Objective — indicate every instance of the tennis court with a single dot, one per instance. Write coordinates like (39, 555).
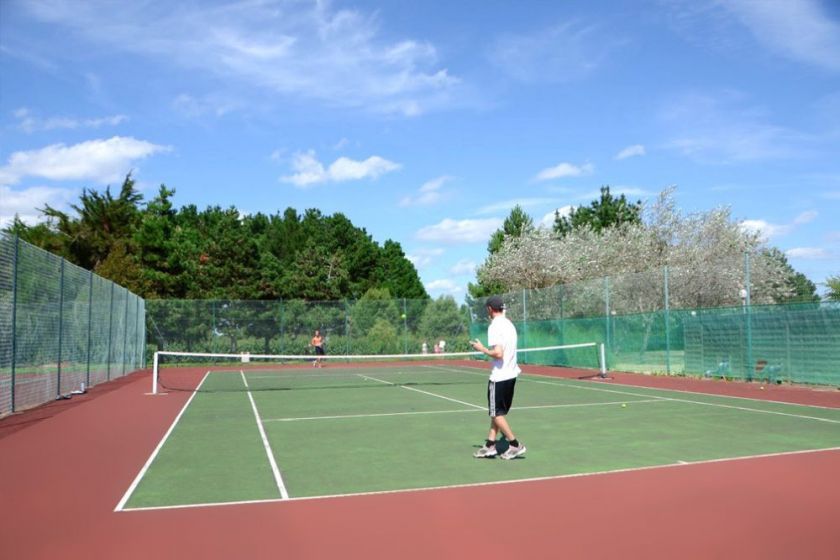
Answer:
(251, 433)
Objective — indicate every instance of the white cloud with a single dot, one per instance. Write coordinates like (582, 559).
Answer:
(428, 194)
(443, 287)
(565, 170)
(26, 203)
(805, 217)
(464, 267)
(451, 231)
(308, 50)
(310, 171)
(768, 231)
(808, 253)
(800, 30)
(548, 220)
(421, 258)
(97, 160)
(28, 122)
(631, 151)
(561, 53)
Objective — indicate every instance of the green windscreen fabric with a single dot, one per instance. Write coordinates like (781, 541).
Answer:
(61, 327)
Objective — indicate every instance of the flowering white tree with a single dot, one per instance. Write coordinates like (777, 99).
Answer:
(706, 256)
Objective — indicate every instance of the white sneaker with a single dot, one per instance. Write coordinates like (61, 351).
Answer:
(485, 452)
(513, 452)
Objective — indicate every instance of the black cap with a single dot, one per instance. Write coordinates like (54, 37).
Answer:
(495, 303)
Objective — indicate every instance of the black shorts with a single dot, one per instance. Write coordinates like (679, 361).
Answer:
(500, 396)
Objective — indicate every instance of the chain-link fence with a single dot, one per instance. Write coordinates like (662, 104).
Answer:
(679, 321)
(349, 327)
(718, 322)
(62, 328)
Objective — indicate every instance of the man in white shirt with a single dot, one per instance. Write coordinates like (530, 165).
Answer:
(502, 340)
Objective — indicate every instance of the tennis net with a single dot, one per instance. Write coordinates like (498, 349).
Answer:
(206, 372)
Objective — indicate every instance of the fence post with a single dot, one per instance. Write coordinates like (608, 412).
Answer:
(143, 339)
(405, 327)
(607, 311)
(748, 310)
(110, 328)
(524, 318)
(90, 325)
(14, 317)
(60, 328)
(125, 330)
(667, 325)
(280, 303)
(347, 326)
(137, 345)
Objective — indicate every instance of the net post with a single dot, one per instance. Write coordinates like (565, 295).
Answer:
(667, 322)
(110, 329)
(155, 373)
(90, 326)
(603, 359)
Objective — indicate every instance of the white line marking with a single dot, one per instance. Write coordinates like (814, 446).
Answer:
(278, 479)
(424, 392)
(453, 411)
(154, 454)
(499, 482)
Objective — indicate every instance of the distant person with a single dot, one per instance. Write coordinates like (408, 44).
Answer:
(318, 342)
(502, 341)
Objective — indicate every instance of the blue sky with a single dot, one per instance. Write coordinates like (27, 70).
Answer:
(426, 122)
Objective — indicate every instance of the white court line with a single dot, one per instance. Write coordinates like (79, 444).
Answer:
(673, 399)
(497, 483)
(453, 411)
(154, 454)
(278, 478)
(424, 392)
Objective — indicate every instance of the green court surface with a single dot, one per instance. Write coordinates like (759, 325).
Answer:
(300, 433)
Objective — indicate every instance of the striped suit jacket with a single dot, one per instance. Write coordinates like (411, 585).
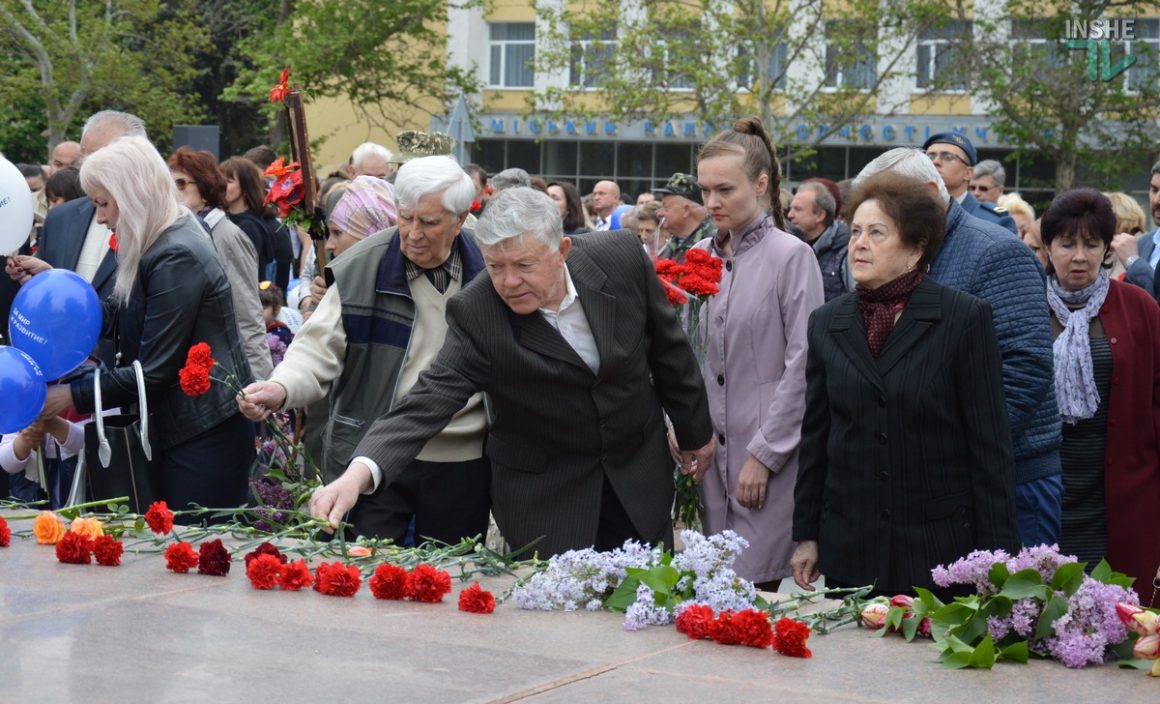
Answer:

---*---

TASK OBJECTIVE –
Put every line of the records above into a Markdown table with the columns No. and Line, one numbered row per line, skipping blank lines. Leave the pictures out.

RESPONSE –
| No. | Line |
|---|---|
| 1 | Objective — indicate every instance of the tennis court with a single dot, one per instance. Write coordinates like (39, 555). |
| 2 | Answer: |
| 3 | (251, 433) |
| 4 | Objective — indicate every instance of the white cloud with a single dot, one per instance. Write coordinates like (582, 559). |
| 5 | Answer: |
| 6 | (428, 194) |
| 7 | (443, 287) |
| 8 | (565, 170) |
| 9 | (26, 203) |
| 10 | (805, 217) |
| 11 | (464, 267) |
| 12 | (451, 231) |
| 13 | (308, 50) |
| 14 | (310, 171) |
| 15 | (768, 231) |
| 16 | (808, 253) |
| 17 | (800, 30) |
| 18 | (548, 220) |
| 19 | (421, 258) |
| 20 | (97, 160) |
| 21 | (28, 122) |
| 22 | (631, 151) |
| 23 | (561, 53) |
| 24 | Objective — indicate every instance of the green windscreen fabric with a single dot, one per instance. Write coordinates like (781, 541). |
| 25 | Answer: |
| 26 | (61, 327) |
| 27 | Objective — indicate every instance of the flowering white tree with a single dot, one per instance. Write coordinates like (777, 99). |
| 28 | Answer: |
| 29 | (706, 256) |
| 30 | Objective — indicate every instance of the white sneaker with a single dot, one per instance. Write coordinates like (61, 351). |
| 31 | Answer: |
| 32 | (485, 452) |
| 33 | (513, 452) |
| 34 | Objective — indicate every instance of the black cap with a single dot, one per instance. Write coordinates like (54, 37). |
| 35 | Answer: |
| 36 | (495, 303) |
| 37 | Objective — indicate every instance of the black shorts with a single dot, one per instance. Write coordinates like (679, 361). |
| 38 | Answer: |
| 39 | (500, 396) |
| 40 | Objective — indicate every instance of the chain-link fence with a single dot, one per instance. Write coordinates like (662, 104). |
| 41 | Answer: |
| 42 | (679, 321) |
| 43 | (349, 327) |
| 44 | (718, 322) |
| 45 | (62, 328) |
| 46 | Objective — indicate every instance of the man in white shirt with a single dot, one per instance. Write coordinates like (530, 165). |
| 47 | Answer: |
| 48 | (502, 340) |
| 49 | Objective — indicate every instance of the tennis net with a single dot, one per instance. Write coordinates like (498, 349). |
| 50 | Answer: |
| 51 | (206, 372) |
| 52 | Objective — indicate every instance of the fence post with a single dot, one per instance. Write coordinates like (608, 412). |
| 53 | Answer: |
| 54 | (143, 339) |
| 55 | (405, 327) |
| 56 | (607, 311) |
| 57 | (748, 310) |
| 58 | (110, 328) |
| 59 | (524, 318) |
| 60 | (90, 325) |
| 61 | (14, 317) |
| 62 | (60, 328) |
| 63 | (125, 330) |
| 64 | (667, 325) |
| 65 | (280, 303) |
| 66 | (347, 326) |
| 67 | (137, 345) |
| 68 | Objective — indicate every instance of the net post with a single dot, one per instance. Write coordinates like (565, 295). |
| 69 | Answer: |
| 70 | (667, 322) |
| 71 | (110, 329) |
| 72 | (155, 373) |
| 73 | (90, 326) |
| 74 | (603, 359) |
| 75 | Objective — indicate every instance of the white line marking with a single dot, one per instance. Write coordinates like (814, 446). |
| 76 | Answer: |
| 77 | (278, 479) |
| 78 | (424, 392) |
| 79 | (453, 411) |
| 80 | (154, 454) |
| 81 | (499, 482) |
| 82 | Objective — indicate every instance of the distant person with a single dot, one per instance. Write coordinates like (408, 44). |
| 83 | Answer: |
| 84 | (318, 342) |
| 85 | (502, 341) |
| 86 | Objective — indicate every instance of the blue sky with a single dot, one per instance. Write coordinates like (27, 70). |
| 87 | Answer: |
| 88 | (426, 122) |
| 89 | Objective — indicate every instance of the white court line with a single dot, one per instance. Write coordinates like (79, 444). |
| 90 | Answer: |
| 91 | (673, 399) |
| 92 | (497, 483) |
| 93 | (453, 411) |
| 94 | (154, 454) |
| 95 | (278, 478) |
| 96 | (424, 392) |
| 97 | Objective — indicate every instance of the green court surface with a single dot, one per instance. Write coordinates like (759, 325). |
| 98 | Answer: |
| 99 | (300, 433) |
| 100 | Objective — indicate every instance of the striped suit jacket with a single dot, one per instance. Write coordinates like (411, 585). |
| 101 | Answer: |